-- Opening Marker --

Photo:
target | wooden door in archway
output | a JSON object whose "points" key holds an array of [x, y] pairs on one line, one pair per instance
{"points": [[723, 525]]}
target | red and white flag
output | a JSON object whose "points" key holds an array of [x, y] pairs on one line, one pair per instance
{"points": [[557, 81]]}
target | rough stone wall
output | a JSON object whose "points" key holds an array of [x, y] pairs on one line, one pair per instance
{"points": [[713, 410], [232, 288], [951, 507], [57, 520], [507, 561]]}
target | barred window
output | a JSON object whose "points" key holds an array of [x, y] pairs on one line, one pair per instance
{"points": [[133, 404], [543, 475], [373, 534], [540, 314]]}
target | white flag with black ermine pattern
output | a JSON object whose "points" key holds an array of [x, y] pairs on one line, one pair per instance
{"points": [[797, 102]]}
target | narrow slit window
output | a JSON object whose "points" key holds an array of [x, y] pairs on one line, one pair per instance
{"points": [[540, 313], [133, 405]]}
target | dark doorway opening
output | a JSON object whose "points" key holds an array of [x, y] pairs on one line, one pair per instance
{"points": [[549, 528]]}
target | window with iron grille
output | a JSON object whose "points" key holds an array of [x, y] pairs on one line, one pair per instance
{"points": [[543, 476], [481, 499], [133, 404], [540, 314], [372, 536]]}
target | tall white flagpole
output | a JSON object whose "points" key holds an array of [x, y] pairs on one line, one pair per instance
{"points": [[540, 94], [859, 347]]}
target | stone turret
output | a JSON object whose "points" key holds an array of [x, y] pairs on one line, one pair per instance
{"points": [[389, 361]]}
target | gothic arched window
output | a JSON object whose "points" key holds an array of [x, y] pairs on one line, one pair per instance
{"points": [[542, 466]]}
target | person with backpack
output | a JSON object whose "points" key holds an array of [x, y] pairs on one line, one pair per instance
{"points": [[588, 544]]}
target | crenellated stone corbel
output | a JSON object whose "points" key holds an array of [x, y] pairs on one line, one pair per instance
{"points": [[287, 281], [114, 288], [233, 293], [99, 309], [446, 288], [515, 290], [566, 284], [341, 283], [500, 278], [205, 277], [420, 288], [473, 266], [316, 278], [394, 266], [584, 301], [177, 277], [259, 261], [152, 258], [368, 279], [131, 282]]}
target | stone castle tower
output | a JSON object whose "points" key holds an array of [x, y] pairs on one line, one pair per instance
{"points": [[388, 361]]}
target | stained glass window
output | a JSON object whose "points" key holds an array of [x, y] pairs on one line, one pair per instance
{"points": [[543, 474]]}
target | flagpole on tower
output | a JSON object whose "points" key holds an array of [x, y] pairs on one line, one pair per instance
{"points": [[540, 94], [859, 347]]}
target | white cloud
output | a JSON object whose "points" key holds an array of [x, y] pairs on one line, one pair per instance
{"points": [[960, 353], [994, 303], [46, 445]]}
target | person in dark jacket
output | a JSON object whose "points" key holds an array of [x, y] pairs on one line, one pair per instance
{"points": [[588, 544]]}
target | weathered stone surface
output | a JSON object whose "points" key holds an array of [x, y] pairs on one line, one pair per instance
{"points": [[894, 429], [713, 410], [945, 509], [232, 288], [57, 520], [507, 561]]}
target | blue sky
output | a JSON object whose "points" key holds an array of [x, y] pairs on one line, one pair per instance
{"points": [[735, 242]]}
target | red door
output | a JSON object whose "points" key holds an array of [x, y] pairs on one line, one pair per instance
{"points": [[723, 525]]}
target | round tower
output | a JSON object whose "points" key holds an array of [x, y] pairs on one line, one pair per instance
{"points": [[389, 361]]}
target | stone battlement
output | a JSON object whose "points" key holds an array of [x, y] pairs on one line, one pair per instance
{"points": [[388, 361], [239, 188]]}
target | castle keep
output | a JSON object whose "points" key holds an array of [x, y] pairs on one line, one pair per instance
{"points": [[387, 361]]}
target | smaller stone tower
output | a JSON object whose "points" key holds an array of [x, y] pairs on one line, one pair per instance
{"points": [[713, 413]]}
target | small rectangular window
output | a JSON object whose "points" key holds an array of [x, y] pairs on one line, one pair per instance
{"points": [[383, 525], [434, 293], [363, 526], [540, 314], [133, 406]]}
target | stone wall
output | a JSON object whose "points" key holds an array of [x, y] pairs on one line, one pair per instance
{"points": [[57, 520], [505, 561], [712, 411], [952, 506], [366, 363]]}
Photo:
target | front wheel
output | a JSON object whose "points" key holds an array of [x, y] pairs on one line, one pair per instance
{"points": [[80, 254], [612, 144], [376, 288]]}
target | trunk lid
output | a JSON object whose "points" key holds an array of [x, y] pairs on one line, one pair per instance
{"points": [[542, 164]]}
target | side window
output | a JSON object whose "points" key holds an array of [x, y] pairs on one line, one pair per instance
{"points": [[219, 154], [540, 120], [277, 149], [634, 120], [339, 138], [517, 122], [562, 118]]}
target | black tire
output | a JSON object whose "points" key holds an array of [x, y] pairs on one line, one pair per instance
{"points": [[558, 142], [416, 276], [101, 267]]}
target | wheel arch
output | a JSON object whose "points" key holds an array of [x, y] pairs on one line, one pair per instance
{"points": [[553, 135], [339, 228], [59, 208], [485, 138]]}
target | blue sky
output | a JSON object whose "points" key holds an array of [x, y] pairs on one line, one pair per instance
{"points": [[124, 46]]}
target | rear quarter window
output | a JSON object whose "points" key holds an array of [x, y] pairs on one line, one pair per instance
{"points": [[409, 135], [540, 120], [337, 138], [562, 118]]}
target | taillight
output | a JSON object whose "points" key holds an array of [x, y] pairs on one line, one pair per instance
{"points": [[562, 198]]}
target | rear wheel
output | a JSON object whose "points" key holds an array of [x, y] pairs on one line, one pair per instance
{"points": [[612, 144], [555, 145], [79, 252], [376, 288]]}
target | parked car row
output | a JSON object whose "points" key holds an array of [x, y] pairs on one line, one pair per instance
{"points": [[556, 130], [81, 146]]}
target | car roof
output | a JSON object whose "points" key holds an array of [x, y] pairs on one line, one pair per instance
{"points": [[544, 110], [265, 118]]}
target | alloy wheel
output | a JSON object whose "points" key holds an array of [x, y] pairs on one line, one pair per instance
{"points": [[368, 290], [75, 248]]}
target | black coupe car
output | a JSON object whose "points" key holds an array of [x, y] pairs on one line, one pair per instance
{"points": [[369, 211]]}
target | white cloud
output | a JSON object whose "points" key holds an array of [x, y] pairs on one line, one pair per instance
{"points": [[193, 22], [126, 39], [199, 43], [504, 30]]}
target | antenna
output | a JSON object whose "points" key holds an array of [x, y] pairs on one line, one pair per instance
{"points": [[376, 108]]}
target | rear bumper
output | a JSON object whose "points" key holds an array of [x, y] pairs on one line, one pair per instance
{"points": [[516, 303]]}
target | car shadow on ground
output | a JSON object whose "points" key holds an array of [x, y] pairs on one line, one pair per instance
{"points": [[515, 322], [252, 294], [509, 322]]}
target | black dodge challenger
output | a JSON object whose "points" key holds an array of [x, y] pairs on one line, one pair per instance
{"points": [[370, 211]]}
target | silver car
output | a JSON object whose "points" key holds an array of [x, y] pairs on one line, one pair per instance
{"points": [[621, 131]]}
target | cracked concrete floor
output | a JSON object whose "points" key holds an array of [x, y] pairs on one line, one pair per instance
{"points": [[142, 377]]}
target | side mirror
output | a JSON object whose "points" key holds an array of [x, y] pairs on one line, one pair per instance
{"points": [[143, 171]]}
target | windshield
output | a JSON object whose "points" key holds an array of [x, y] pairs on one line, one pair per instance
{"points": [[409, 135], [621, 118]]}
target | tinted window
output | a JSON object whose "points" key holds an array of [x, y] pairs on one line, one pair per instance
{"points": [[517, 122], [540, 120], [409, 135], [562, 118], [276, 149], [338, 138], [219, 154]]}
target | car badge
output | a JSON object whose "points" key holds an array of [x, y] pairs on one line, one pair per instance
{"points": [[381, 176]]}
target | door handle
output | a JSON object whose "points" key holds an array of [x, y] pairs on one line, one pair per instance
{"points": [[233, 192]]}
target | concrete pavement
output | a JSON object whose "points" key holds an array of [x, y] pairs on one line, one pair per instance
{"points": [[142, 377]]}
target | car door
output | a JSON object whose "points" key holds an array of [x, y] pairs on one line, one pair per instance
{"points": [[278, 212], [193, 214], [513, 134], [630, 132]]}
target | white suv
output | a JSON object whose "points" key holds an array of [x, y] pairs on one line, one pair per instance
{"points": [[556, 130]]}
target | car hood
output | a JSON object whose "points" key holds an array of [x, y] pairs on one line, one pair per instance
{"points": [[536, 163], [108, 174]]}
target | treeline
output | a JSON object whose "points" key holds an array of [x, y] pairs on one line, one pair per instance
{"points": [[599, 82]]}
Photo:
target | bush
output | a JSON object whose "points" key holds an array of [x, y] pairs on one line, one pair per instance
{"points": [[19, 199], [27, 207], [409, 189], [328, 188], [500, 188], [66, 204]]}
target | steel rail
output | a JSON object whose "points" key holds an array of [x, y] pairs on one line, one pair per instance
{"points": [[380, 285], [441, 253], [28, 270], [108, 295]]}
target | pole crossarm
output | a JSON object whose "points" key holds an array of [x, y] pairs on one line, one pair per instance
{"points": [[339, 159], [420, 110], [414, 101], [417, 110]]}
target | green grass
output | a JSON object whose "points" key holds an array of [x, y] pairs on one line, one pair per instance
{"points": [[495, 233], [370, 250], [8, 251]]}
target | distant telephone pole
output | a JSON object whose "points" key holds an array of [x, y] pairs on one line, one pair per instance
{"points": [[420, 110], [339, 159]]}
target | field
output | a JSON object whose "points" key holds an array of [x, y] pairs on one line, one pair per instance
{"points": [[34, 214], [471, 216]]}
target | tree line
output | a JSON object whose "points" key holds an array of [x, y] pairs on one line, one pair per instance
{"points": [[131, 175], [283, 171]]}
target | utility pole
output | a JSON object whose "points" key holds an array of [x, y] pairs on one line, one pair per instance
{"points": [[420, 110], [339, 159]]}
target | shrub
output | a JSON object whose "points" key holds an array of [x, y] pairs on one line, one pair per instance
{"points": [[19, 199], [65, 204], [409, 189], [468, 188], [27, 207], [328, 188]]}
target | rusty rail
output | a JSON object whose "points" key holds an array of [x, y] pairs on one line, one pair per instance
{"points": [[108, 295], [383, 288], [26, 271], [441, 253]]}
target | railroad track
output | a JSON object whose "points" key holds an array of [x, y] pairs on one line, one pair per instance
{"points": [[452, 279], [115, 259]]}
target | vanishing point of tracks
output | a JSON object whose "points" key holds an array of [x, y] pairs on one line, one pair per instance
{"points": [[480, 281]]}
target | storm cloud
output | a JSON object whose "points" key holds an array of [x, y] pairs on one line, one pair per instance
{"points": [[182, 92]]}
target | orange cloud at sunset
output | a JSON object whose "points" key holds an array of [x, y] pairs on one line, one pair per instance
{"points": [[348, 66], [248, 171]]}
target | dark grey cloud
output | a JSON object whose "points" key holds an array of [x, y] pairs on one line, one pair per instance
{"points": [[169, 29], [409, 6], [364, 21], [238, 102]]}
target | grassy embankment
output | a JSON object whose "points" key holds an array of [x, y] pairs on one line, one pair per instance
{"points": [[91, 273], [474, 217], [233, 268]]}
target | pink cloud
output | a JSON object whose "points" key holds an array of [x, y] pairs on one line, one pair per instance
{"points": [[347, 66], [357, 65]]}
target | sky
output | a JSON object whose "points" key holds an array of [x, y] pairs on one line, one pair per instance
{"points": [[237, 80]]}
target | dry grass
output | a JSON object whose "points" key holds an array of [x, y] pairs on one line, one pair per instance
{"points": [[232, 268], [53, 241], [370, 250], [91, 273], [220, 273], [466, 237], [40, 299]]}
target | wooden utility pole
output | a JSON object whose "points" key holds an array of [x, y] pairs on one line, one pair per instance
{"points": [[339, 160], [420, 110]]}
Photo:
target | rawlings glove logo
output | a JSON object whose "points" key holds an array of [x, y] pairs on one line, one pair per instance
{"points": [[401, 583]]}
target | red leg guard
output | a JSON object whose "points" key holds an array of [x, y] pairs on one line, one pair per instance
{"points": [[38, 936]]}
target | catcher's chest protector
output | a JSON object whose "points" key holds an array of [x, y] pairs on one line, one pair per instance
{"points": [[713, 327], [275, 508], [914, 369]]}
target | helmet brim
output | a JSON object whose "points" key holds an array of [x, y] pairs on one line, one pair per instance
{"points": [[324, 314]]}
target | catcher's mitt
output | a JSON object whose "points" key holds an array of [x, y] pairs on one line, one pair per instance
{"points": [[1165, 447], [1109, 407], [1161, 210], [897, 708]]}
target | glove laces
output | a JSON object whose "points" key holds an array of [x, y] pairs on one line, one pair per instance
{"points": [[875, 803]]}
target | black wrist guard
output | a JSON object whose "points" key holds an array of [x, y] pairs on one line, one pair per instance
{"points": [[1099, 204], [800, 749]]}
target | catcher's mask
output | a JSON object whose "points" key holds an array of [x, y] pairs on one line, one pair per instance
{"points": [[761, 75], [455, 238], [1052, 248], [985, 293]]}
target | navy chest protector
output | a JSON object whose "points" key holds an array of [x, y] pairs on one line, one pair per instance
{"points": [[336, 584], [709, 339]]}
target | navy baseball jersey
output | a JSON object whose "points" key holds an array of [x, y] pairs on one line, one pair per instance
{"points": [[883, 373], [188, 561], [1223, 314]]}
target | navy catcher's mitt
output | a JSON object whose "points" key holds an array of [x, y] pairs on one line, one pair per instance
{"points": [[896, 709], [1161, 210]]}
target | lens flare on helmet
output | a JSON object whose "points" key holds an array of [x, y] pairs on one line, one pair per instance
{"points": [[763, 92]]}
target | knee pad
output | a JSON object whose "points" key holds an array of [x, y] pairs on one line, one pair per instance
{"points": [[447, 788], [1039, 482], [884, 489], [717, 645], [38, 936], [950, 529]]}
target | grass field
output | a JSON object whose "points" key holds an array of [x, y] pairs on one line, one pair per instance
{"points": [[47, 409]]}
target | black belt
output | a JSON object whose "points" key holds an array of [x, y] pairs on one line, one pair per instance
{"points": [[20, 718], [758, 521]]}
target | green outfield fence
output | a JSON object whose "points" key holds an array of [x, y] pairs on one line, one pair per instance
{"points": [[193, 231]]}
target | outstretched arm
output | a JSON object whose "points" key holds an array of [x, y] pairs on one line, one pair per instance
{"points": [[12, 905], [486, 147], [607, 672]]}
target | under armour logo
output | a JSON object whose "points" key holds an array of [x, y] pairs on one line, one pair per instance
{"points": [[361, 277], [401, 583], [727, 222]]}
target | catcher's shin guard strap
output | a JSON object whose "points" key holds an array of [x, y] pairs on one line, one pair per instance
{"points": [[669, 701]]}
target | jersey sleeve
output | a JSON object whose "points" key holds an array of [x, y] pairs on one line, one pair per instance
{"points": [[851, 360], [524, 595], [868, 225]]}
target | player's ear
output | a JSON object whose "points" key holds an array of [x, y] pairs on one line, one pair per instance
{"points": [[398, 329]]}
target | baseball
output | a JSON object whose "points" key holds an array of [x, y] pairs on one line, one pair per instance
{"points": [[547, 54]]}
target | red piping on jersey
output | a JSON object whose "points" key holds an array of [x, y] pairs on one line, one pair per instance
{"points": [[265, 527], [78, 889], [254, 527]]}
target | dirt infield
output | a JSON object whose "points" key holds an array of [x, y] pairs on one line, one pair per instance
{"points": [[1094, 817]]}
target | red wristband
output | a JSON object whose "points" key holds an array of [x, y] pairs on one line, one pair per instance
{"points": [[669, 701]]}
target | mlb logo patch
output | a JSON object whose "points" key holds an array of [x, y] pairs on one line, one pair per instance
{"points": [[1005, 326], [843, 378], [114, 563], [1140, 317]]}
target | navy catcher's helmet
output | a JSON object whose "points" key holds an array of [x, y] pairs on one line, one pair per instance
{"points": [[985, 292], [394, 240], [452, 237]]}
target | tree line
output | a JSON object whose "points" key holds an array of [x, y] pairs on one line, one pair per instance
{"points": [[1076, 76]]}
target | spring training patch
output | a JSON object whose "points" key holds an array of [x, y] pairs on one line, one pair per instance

-- Closing Marker --

All lines in the data above from the one with "target | navy baseball jersey" through the one with "target | knee pad" must be repeated exactly, and no others.

target | navy baseball jersey
output | a JSON object whose "points" key holds an array of [x, y] pairs on one line, one pair per instance
{"points": [[883, 373], [188, 561], [1223, 314]]}
target | navy catcher's mitt
output | a JSON object whose "points" key holds an array of [x, y] pairs on one line, one pair per instance
{"points": [[896, 709], [1161, 210]]}
target | lens flare on helmet
output | a JSON object whose "points" key holds an array of [x, y] pairs on one line, one pair per instance
{"points": [[763, 92]]}
target | knee pad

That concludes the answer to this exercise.